SELECTED PASSAGE:
:::::

Infections have been shown to alter body odor and so have immunizations. So far, only nonhuman animals were able to detect the subtle changes in chemical makeup after vaccinations and even their sensitive noses were not able to differentiate between different vaccines - such as the rabies virus or the West Nile virus vaccines [Kimball et al, 2014]. However, this was the case of very mild reactions to immunization. Even slightly stronger inflammatory responses, to relatively weak immune challenges, can, indeed, be detected by human noses [Gordon et al, 2018]. Urine and axillary odor are becoming slightly more aversive in healthy humans, as a function of immune activation. But this is not supposed to last too long.
Our preliminary results, based on responses to the survey for 24 members of MEBO community and 6 of their family members show a wide variety of reactions to Astrazeneca, J&J, Moderna, Pfizer and Sinovac/Coronavac vaccines.

:::::

PROVIDED DATA:
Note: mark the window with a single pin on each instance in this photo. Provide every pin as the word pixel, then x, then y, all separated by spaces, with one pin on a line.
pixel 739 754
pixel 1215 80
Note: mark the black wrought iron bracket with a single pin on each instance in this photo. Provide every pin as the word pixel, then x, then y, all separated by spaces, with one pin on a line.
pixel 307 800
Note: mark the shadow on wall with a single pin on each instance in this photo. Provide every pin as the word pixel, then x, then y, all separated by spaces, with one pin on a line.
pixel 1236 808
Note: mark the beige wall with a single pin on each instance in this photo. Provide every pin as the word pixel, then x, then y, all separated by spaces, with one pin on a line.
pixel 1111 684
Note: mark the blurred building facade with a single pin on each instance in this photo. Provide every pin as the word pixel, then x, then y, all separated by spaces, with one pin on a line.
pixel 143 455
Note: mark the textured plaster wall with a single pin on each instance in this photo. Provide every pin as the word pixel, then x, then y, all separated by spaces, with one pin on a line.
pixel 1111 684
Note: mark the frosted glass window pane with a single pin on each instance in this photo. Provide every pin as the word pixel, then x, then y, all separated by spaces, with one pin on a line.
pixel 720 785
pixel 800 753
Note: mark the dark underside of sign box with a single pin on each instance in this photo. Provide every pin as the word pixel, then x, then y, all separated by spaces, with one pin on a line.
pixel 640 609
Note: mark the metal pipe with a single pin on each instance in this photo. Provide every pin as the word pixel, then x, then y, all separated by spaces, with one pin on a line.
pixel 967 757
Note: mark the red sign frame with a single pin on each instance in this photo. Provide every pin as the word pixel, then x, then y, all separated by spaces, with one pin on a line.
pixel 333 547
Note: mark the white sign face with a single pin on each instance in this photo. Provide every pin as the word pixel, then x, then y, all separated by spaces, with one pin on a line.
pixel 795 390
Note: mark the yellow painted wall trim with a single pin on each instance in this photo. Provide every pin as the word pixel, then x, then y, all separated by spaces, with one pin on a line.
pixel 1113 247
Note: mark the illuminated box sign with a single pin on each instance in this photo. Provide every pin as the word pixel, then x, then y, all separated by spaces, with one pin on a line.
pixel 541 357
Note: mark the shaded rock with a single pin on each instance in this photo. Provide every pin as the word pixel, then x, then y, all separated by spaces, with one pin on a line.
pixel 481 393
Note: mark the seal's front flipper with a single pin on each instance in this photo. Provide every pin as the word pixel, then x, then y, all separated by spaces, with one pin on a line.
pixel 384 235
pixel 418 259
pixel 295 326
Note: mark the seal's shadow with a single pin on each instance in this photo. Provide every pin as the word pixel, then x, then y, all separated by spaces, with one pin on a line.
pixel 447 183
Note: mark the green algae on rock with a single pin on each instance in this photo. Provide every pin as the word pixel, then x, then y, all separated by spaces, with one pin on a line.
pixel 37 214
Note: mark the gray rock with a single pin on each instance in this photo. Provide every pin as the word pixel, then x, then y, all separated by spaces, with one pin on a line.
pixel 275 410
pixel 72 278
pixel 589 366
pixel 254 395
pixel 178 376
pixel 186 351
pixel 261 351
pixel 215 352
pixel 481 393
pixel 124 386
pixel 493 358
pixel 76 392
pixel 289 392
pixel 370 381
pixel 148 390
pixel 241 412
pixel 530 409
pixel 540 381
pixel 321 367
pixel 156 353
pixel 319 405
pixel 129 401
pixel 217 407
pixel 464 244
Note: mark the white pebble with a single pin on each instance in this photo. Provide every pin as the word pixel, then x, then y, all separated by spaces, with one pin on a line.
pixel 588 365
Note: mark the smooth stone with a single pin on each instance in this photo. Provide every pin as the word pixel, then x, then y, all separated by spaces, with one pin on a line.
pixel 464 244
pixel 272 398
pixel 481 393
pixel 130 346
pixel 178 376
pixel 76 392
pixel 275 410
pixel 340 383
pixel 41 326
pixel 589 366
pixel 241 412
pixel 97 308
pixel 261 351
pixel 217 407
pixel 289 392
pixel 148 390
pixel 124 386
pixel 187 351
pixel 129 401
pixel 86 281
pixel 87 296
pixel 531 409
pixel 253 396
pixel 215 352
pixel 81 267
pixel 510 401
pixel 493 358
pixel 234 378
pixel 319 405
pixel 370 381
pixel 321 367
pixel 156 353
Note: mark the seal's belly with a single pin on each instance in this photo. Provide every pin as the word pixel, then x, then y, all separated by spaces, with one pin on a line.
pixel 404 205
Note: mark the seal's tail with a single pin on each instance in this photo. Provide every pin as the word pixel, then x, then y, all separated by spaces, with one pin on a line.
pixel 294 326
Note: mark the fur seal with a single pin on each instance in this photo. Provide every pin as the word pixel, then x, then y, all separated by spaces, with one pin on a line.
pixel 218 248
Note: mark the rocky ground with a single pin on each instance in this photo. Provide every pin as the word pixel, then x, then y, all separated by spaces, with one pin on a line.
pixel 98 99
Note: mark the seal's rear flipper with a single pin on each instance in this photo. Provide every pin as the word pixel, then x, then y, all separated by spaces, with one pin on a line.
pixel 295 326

:::::

EXERCISE SET:
1. Can you return the passage on body odor and vaccination from "Our preliminary results, based" up to and including "and Sinovac/Coronavac vaccines.", copied word for word?
2. Can you condense the paragraph beginning "Infections have been shown" in the passage on body odor and vaccination while keeping its main facts?

TASK RESULTS:
1.
Our preliminary results, based on responses to the survey for 24 members of MEBO community and 6 of their family members show a wide variety of reactions to Astrazeneca, J&J, Moderna, Pfizer and Sinovac/Coronavac vaccines.

2. Infections and immunizations both alter body odor. So far, only nonhuman animals have detected the subtle chemical changes after vaccination, and even they could not tell different vaccines apart, such as the rabies and West Nile virus vaccines [Kimball et al, 2014]. Those reactions were very mild. Human noses can detect slightly stronger inflammatory responses to relatively weak immune challenges [Gordon et al, 2018]. In healthy humans, urine and axillary odor become slightly more aversive as immune activation rises, though this is not supposed to last long.